● TEKS BACAAN
■ ■ ■

Belum lama ini Bupati Trenggalek, Mochamad Nur Arifin, mengundang paguyuban sor terop yakni paguyuban berisi orang-orang yang memiliki usaha sewa terop, sewa kursi, sewa meja, sewa panggung, video shoting, eleckton, pembuatan undangan, souvenir, cetak foto, pegiat budaya dan seperangkat kebutuhan hajatan. Mereka diundang ke Pendopo Trenggalek untuk membahas dan melihat secara langsung simulasi hajatan perkawinan di era new normal. Harapannya, ada jalinan kesepakatan antara pemerintah dan paguyuban untuk kembali menghidupkan perekonomian para pelaku seni maupun perangkatnya. Sekaligus tetap menjalankan acara sakral pernikahan tanpa ada hambatan, alias harus hidup berdampingan dengan Covid 19.

■ ■ ■

● DATA ANALISIS
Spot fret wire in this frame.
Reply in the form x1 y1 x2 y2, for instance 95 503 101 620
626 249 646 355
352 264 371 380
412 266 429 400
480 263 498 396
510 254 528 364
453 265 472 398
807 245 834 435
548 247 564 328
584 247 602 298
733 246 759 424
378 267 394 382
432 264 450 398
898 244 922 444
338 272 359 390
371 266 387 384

■ ■ ■

● KETENTUAN TUGAS
a) Sebutkan semua jenis usaha sewa yang dimiliki anggota paguyuban sor terop menurut teks bacaan.
b) Terjemahkan kalimat dari teks bacaan ini ke dalam bahasa Inggris: "Mereka diundang ke Pendopo Trenggalek untuk membahas dan melihat secara langsung simulasi hajatan perkawinan di era new normal."
c) Menurut teks bacaan, siapa yang mengundang paguyuban sor terop ke Pendopo Trenggalek?

● JAWABAN LATIHAN
a) Sewa terop, sewa kursi, sewa meja, dan sewa panggung.

b) They were invited to the Trenggalek Pendopo to discuss and directly observe a simulation of a wedding celebration in the new normal era.

c) Bupati Trenggalek, Mochamad Nur Arifin.